*What to do*
Type out every line below exactly as it reads.

*Data section*
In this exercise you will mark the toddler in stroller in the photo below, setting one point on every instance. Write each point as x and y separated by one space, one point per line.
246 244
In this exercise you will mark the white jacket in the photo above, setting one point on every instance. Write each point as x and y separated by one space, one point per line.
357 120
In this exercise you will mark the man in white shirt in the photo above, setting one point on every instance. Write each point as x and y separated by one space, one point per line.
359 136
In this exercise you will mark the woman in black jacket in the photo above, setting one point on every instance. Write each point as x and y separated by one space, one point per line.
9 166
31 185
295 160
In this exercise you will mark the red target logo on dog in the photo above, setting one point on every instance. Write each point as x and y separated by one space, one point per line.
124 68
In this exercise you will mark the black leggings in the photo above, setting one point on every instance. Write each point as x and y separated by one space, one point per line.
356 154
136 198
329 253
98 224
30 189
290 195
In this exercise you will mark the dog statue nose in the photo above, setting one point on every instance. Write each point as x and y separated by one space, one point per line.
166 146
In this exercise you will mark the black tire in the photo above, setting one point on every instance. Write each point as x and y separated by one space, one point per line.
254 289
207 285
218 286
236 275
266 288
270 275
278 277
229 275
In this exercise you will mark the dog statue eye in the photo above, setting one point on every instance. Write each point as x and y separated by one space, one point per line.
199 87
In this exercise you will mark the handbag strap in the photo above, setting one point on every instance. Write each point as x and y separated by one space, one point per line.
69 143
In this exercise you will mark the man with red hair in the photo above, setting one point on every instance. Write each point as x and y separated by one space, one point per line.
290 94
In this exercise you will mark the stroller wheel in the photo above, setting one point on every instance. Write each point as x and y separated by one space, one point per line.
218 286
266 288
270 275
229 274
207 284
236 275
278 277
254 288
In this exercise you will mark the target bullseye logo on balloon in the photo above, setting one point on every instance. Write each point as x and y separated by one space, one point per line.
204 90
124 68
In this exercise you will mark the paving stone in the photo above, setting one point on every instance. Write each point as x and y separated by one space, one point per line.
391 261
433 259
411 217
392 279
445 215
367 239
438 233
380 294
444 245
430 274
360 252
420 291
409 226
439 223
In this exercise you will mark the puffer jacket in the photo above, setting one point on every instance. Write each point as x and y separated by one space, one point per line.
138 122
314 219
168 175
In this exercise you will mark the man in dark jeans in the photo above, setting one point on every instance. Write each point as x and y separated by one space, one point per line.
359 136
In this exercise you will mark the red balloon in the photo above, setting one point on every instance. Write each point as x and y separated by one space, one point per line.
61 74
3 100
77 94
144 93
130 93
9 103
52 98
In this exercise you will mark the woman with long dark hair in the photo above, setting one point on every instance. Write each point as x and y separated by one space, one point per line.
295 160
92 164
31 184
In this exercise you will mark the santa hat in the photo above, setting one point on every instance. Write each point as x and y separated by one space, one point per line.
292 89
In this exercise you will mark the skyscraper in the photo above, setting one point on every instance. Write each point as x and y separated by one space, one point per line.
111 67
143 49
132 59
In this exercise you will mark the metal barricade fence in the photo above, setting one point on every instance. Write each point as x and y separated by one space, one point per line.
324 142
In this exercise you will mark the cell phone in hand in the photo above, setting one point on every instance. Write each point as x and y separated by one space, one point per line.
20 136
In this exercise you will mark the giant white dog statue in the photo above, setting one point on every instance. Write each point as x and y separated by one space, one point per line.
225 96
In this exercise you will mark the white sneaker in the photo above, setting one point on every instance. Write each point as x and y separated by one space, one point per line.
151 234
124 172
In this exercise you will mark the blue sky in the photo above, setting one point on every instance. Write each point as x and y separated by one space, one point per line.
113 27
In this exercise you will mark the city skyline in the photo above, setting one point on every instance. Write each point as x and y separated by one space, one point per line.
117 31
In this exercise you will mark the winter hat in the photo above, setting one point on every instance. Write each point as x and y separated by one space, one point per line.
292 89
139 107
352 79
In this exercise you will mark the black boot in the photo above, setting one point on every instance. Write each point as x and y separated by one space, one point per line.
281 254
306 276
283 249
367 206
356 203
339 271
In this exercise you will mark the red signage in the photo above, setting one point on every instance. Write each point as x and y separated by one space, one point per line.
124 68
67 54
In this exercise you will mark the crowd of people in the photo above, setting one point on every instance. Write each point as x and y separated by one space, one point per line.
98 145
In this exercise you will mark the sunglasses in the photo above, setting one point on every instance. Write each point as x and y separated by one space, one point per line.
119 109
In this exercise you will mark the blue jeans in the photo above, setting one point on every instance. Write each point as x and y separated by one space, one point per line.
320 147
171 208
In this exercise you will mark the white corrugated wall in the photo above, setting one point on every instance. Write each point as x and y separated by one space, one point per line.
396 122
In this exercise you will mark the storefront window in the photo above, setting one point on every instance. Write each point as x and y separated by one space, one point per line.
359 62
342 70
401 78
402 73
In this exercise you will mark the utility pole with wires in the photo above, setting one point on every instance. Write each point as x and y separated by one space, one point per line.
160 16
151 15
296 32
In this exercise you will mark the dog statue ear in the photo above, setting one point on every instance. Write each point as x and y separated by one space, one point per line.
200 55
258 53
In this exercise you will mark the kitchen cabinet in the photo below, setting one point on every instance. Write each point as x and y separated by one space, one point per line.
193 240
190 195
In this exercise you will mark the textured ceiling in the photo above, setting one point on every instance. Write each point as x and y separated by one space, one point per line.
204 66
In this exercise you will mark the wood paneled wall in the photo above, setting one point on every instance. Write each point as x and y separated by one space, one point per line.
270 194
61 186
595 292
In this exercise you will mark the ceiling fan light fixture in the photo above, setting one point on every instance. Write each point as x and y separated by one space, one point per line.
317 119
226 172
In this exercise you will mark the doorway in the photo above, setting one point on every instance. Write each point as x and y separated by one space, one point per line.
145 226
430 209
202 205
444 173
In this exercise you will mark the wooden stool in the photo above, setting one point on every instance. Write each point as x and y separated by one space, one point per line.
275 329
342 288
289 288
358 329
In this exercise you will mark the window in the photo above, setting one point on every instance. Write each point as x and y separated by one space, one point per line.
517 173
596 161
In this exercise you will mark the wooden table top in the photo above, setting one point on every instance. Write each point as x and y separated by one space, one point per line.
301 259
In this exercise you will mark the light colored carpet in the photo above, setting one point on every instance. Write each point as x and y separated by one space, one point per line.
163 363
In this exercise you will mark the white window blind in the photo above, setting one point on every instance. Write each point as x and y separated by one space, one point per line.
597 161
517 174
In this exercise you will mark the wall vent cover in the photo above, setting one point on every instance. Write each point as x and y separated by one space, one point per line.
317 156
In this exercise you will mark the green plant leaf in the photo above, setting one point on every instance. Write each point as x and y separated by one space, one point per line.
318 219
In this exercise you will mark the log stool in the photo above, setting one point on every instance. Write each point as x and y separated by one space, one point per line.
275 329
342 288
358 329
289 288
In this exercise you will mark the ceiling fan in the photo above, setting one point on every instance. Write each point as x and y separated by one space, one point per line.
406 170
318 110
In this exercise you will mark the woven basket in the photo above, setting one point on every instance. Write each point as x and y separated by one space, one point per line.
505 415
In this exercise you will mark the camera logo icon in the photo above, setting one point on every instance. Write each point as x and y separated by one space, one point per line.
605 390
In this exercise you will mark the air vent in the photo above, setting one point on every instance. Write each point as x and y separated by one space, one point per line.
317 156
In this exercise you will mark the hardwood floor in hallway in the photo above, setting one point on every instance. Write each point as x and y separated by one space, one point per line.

*Task output*
In this exercise you will mark the toddler in stroller in the photo below, setting one point on every instance. Write each point as x and y separated by one space, one point per line.
246 244
In this exercise you will mark the white jacket in the photo above, setting one point on every instance. Write each point as x and y separated by one space, one point per line.
357 120
In this exercise you will mark the man in white shirt in the photo above, setting one point on every instance. Write each point as x and y separated by one space, one point per line.
359 136
In this exercise you will mark the woman in black jacket in the photo above, setting one point on every instance. Write each point as x and y separated by one space, one point per line.
9 166
31 185
295 160
In this exercise you will mark the red target logo on dog in the photo above, setting one point on every instance. Write each point as x and y separated by one space, one point per line.
124 68
In this exercise you will mark the black leggings in the photo above, setting one point on every instance. Write each point as x and y separated by one space, one point per line.
356 154
136 198
329 253
98 224
30 189
290 195
In this exercise you will mark the dog statue nose in the photo above, setting one point on every instance. Write each point as x and y separated by one space, one point per line.
166 146
In this exercise you will mark the black tire in the photo above, setting one point on every instance. Write each point as x and y separated by one space, one point per line.
254 289
207 285
218 286
236 275
266 288
270 275
278 277
229 275
In this exercise you will mark the dog statue eye in the photo above, setting one point on every instance. Write each point as x and y separated by one space, one point per line.
199 87
In this exercise you will mark the handbag strap in the photo above, setting one point on every instance. Write each point as x and y separated by one space, one point per line.
69 143
In this exercise you will mark the man with red hair in the photo above, setting one point on every instance. Write each point as x and y separated by one space, one point per line.
290 94
In this exercise you will mark the stroller wheel in the photo above, setting one point on every instance. Write each point as x and y separated by one space, one point per line.
218 286
266 288
270 275
229 274
207 284
236 275
278 277
254 288
In this exercise you will mark the target bullseye logo on balloon in the photo above, setting one point on every instance. Write each point as x and y separated by one space, one point per line.
204 90
124 68
In this exercise you will mark the paving stone in the photo above, setting one point on every instance. Write each point as x and y separated by one space, one point per line.
391 261
433 259
411 217
392 279
445 215
367 239
438 233
380 294
444 245
430 274
360 252
420 291
409 226
439 223
In this exercise you will mark the puffer jacket in the photo above, setting one point on every instance. Write each point as x and y separated by one space, one point per line.
138 122
314 219
168 175
In this exercise you will mark the man in dark jeans in the photo above, setting one point on every instance. Write each point as x and y separated by one space, one point per line.
359 136
In this exercise you will mark the red balloon in the photo above, setting one point on every instance. Write each point as x and y separated by one space, one point per line.
61 74
3 100
77 94
144 93
130 93
9 103
52 98
In this exercise you will mark the woman with long dark hair in the photo above, setting one point on every instance. Write each point as x and y separated by one space, one point per line.
295 160
92 164
31 184
In this exercise you will mark the santa hat in the photo above, setting one point on every instance. Write each point as x and y separated by one space, one point per line.
292 89
In this exercise you will mark the skyscraper in the photo above, setting one point on every instance. Write each point as x and y separated by one space, one point per line.
111 67
143 49
132 59
In this exercise you will mark the metal barricade fence in the photo above, setting one point on every instance. Write each point as x and y separated by one space, one point per line.
324 142
In this exercise you will mark the cell phone in hand in the photo above, setting one point on every instance. Write each point as x and y separated by one space, one point per line.
20 136
In this exercise you will mark the giant white dog statue in the photo above, setting one point on every instance. Write each point as x and y separated by one space, one point per line.
225 96
In this exercise you will mark the white sneaker in the photo above, setting one point on every instance. Write each point as x and y separated by one space, one point per line.
151 234
124 172
In this exercise you will mark the blue sky in the photo above, setting one point on every instance. Write each point as x and y separated by one space, one point per line.
113 27
In this exercise you will mark the city skyline in the photo above, setting one point on every instance. Write each point as x and y separated by one space, one point per line.
117 31
In this exercise you will mark the winter hat in the photo above, setting one point on every instance. Write each point as x and y separated by one space, one point per line.
292 89
139 107
352 79
In this exercise you will mark the black boot in the photo above, setting one point on every instance. Write each point as x and y separated by one space, one point per line.
281 254
306 276
283 249
367 206
356 203
339 271
In this exercise you will mark the red signage in the photo above, setting one point on every instance. Write each point as x and y separated by one space, one point per line.
124 68
67 54
In this exercise you will mark the crowd of people in the photo above, setting one point on every instance. Write each point as x and y separated by one space, one point per line.
98 145
In this exercise you will mark the sunglasses in the photo above, setting one point on every instance. Write each point as x and y separated by one space, one point per line.
119 109
In this exercise you will mark the blue jeans in the photo above, setting one point on every instance. Write each point as x and y separated by one space, one point per line.
320 147
171 208
In this exercise you will mark the white corrugated wall in the photo above, setting one point on every instance. Write each point as x and y separated by one space, one point per line.
396 122
In this exercise you will mark the storefront window in the photo above, setting one point on every instance. Write each point as x and y separated by one space, one point per line.
359 62
342 70
401 78
402 73
In this exercise you will mark the utility pole with wires in the photo above, setting one point on every instance. Write each point as x and y separated by one space, one point per line.
160 16
151 15
296 32
In this exercise you will mark the dog statue ear in the photo above, setting one point on every instance. Write each point as x and y separated by one space, one point per line.
200 55
258 53
In this exercise you will mark the kitchen cabinet in the photo below, setting one point on every instance. Write each point as x and y separated by one space, one point per line.
193 240
190 195
In this exercise you will mark the textured ceiling in the photo above, setting one point on every instance. Write each point as x and y separated by one space, one point per line.
204 66
In this exercise you will mark the wood paneled wall in the photo above, setting one point on every instance. Write each point as x and y separated by one space, one point per line.
270 194
61 186
595 292
In this exercise you will mark the ceiling fan light fixture in the photo above, setting one point on every instance. Write each point as x and y separated by one space, one point per line.
317 119
226 172
In this exercise you will mark the doorway in the photo above, setting one point on every instance. Write each point as x and y separated by one space, one point per line.
145 226
430 209
202 205
444 173
In this exercise you will mark the wooden stool in the photo above, setting one point on every instance. Write each point as x and y separated by one space, one point per line.
275 329
342 288
289 288
358 329
In this exercise you will mark the window in the photo above, setting one point on every instance. Write each point as x and y separated by one space, one point per line.
517 173
596 161
In this exercise you will mark the wooden table top in the photo above, setting one point on every instance. Write each point as x and y separated by one space, one point per line.
301 259
In this exercise you will mark the light colored carpet in the photo above, setting one point on every instance. Write each point as x and y separated by one space, one point per line.
163 363
In this exercise you will mark the white window blind in the photo above, setting one point on every instance. Write each point as x and y separated by one space, one point per line.
597 161
517 174
In this exercise you will mark the wall vent cover in the photo above, setting one point on every instance. Write each point as x and y separated by one space, one point per line.
317 156
In this exercise you will mark the green plant leaf in the photo above, setting one point on every instance. Write each point as x and y separated by one space, one point per line.
318 219
In this exercise you will mark the log stool in the photo above, setting one point on every instance. Write each point as x and y separated by one space, one point per line.
275 329
342 288
358 329
289 288
In this exercise you will mark the ceiling fan in the photo above, setting one point on every instance. Write each point as x and y separated by one space, one point per line.
406 170
318 110
In this exercise you will mark the woven basket in the photo above, setting one point on every instance. Write each point as x and y separated by one space, one point per line.
505 415
In this exercise you will mark the camera logo icon in the photo above, setting one point on every instance. Write each point as x and y separated by one space, one point per line.
605 390
In this exercise you will mark the air vent in the photo above, setting one point on every instance. Write each point as x and y separated by one space, one point per line.
317 156
In this exercise you will mark the hardwood floor in hallway in the photo above, setting one point on every instance. Write each point as x and y separated by one space, one point per line.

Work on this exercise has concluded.